[SET TASK 1]
Using the article on Hindu migrants from Pakistan in Rajasthan, answer these:
(a) What name did someone in the crowd suggest for the baby girl born in the tent?
(b) In what year did an amendment to the Citizenship Act take away citizenship by place of birth?
(c) At which station in Pakistan did 171 of Chetan Ram's relatives board the Thar Express?
[SET TASK 2]
Resume the article on Hindu migrants from Pakistan in Rajasthan, starting after its final sentence.

-- BEGIN TEXT SEGMENT --

Ten kilometres from Jodhpur city, on a sultry afternoon under a flapping tent, a baby girl is born to Sadhu and Radha. People crowd around and peer into the tent to congratulate the couple. Someone in the crowd says, “The first Indian among us, she should be named Bharati.” The suggestion is met with nods of approval and cheers of “Bharati”.

Over the last one month, the makeshift tent has been home to around 250 Hindu migrants from Pakistan and has seen the birth of two baby girls. While the migrants in the camp think these babies are Indian citizens by virtue of their place of birth, they do not know that a 2003 amendment in the Citizenship Act took away that privilege. Now, like all the other migrants housed in that tent and many more across Rajasthan, the two babies too will have to go through a prolonged nationality crisis before they become Indian citizens.

Over the last few decades, Rajasthan, which shares its western boundary with Pakistan, has seen an increasing influx of Hindus from that country. Though the biggest migration took place during Partition in 1947, the Indo-Pak wars of 1965 and 1971 also saw Hindus cross over to Rajasthan in hordes. The years after that were less turbulent but in recent years, the growing intolerance towards religious minorities in Pakistan is said to have increased the flow of refugees.

According to Seemant Lok Sangathan, an organisation that works for the resettlement and rehabilitation of displaced Pakistani Hindus, at least 20,000 Hindus from the neighbouring country have migrated to Rajasthan since the 1990s, of whom 13,000 were granted citizenship in 2004-5. According to estimates, at least 395 Pakistani Hindus have come on pilgrim visas over the last few months and refused to go back to Pakistan.

On September 9, 255 Pakistani migrants took the Thar Express to Bhagat ki Kothi, a tiny station that’s 5 km from Jodhpur railway station. Of them, 204 stayed back in Jodhpur. On September 23, another 48 migrants got off at the same station, refusing to go back to Pakistan. On September 30, another 10 migrants stayed back.

***

It all started when Chetan Ram Bheel, a 39-year-old from Sindh province in Pakistan, visited Haridwar on a pilgrim visa last year with five of his relatives. After what he saw of India, he thought he would come back, this time for good. He went back to his village in Pakistan, mobilised all his relatives spread across Sindh and beyond, and planned their move to Rajasthan. He wrote to religious institutions in Haridwar and Nagaur, got them to send invitations to him and his relatives. Once the invites arrived, Chetan Ram and his extended family applied for pilgrim visas separately. On September 7, 171 of Chetan Ram’s relatives boarded the Thar Express at Mirpur Khas in Pakistan and till the train pulled out of the station, they pretended not to know each other. “If the authorities there had got to know that we were planning to flee the country, they would not have given us visas. We did not want to take a chance,” says Chetan Ram.

-- END TEXT SEGMENT --
-- BEGIN STORED DATA --

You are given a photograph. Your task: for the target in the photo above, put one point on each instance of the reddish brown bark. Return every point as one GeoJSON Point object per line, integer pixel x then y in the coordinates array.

-- END STORED DATA --

[FINAL ANSWER 1]
(a) Bharati
(b) 2003
(c) Mirpur Khas

[FINAL ANSWER 2]
Thus happened one of the biggest flight of migrants in recent times.

Talking of the life he left behind, Chetan Ram says he had to drop out of school when he could no longer bear compulsory readings of the Quran and Urdu and Arabic. “Most Hindu children drop out of school by the fifth grade as it becomes unbearable by then. We are called kafir (infidel) and we are often lectured that if you accept Islam, ‘jannat jaoge, jannat ghar ayegi (you will go to heaven)’”.

Chetan Ram’s nephew Dharmu Ram Bheel (the name on his passport reads ‘Zarmoo’) says, “I was the only Hindu in class and was treated as an outcaste. Hindus are mistreated. We have no property, we are made to work as bonded labourers and our women are not safe there. Hindu girls are forcefully picked up and end up becoming some landed man’s fifth or sixth wife. I have five children and I want them to have a better future. I do miss Yasir Budheo, one of my closest friends, but I am relieved to get away from there.”

Prem Chand, who came in 2005 from Sanghar district in Sindh province and is now a volunteer with Seemant Lok Sangathan, says, “After the Babri Masjid demolition in 1992, a Hindu temple was bombed in Tando Allahyar in Sindh. The incidents of forcible conversions and plunder increased thereafter.”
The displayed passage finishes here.